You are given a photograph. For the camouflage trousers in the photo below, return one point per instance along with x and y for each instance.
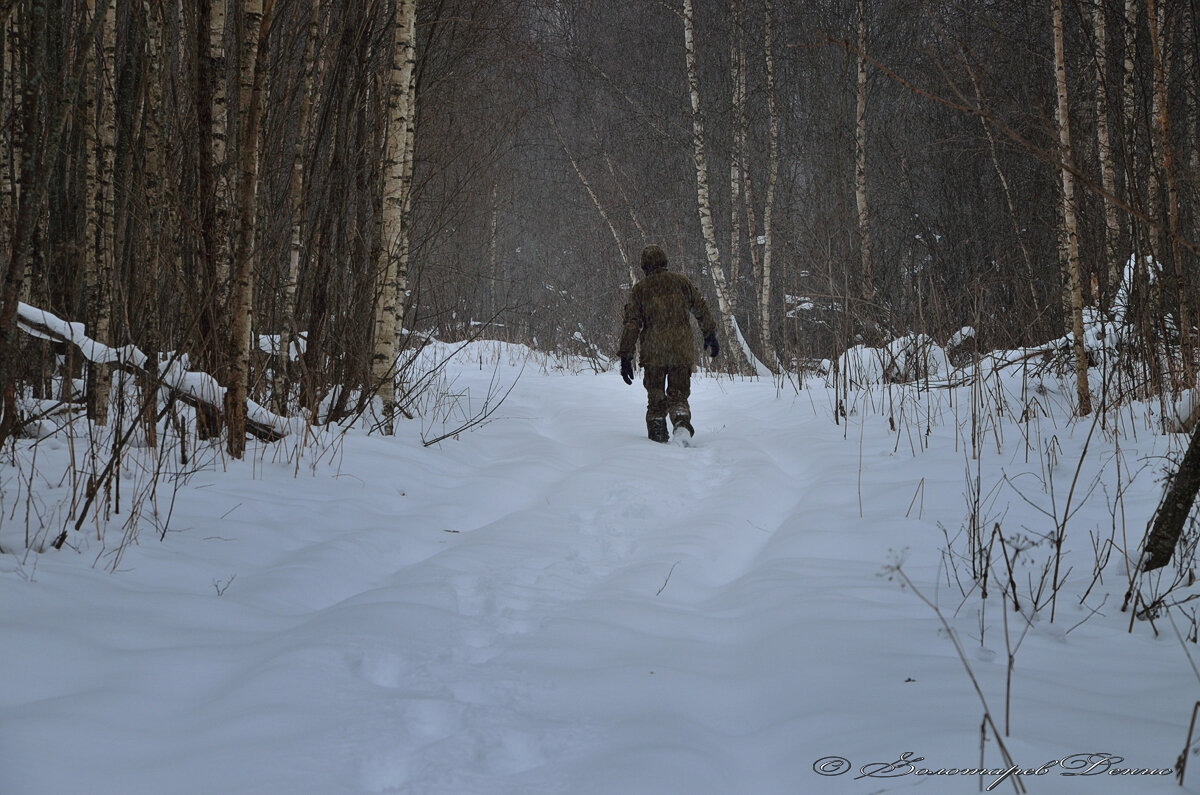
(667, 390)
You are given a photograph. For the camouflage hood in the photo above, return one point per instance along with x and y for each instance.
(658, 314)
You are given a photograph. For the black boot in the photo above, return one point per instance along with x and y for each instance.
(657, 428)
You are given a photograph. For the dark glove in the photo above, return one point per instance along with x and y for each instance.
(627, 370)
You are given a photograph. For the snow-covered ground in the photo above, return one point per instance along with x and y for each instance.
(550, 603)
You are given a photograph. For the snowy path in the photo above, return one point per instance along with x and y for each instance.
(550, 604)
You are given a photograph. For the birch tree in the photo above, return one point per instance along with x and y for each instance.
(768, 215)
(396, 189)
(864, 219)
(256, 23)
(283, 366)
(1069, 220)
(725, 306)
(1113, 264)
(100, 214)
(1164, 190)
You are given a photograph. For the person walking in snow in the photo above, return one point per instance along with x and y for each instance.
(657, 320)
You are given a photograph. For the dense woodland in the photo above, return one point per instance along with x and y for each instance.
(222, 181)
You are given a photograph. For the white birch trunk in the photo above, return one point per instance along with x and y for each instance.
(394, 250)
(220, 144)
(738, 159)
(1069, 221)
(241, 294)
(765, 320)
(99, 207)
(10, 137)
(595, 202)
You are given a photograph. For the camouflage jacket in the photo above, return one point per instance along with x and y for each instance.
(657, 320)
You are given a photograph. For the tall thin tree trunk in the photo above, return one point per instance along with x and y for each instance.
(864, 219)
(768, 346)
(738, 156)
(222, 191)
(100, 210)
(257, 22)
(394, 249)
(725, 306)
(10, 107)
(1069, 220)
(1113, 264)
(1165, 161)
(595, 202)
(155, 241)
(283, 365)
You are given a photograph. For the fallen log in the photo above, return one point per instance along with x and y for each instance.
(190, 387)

....................

Can you repeat every record above exactly, apart from the pictures?

> [Answer to the problem]:
You are given a photograph. For the camouflage trousers in the photo below, return one point per instance along with x and y for each instance.
(667, 390)
You are given a photograph. For the camouflage hood in the photo above, return one point per instance along with x and y for each instance.
(658, 314)
You are given a photograph. For the black boot in the photo above, return one point per instance along with x and y for each instance.
(657, 428)
You are given a photograph. For the dark glove in the photo above, return one point per instance along with x and y for each instance.
(627, 370)
You are given a photograph. For the snow-covered ground in the photo above, return one point per instance along with x and y for each instance.
(550, 603)
You are given a photograph. For the snowy path in the photo above, return one point per instance along with x and y for each instance.
(550, 604)
You are given a photograph. For the birch tree in the photo above, return one point per instance along with x and y for each instance.
(768, 215)
(396, 189)
(864, 219)
(256, 23)
(283, 366)
(1069, 220)
(725, 306)
(1113, 264)
(100, 214)
(1164, 190)
You are given a photograph. For the person walking in snow in the photo above, return one point per instance along with x and y for each instance.
(657, 320)
You are given a photograph. For the dense woodland in the photo above, return one point per instance along with x and y for each instance.
(222, 181)
You are given a photograph. For the white birch trunk in the photo above, return one point per instance along with x and y for each instance.
(394, 250)
(220, 144)
(738, 159)
(1069, 221)
(241, 294)
(765, 320)
(99, 207)
(10, 137)
(595, 202)
You are given a photograph. For the camouflage jacket in the photo above, return one point per instance along with x and y for each instance.
(657, 320)
You are given a photograph. For the tall thin tree trunk in the photo above, return one point per instance along with x and y for each instance.
(864, 219)
(768, 346)
(738, 156)
(222, 191)
(100, 210)
(257, 22)
(394, 249)
(725, 306)
(10, 107)
(1069, 220)
(1113, 264)
(1165, 161)
(595, 202)
(155, 241)
(283, 365)
You are given a photograph. For the fallen log in the photo above, return one point per instance along with x and y for each instance.
(190, 387)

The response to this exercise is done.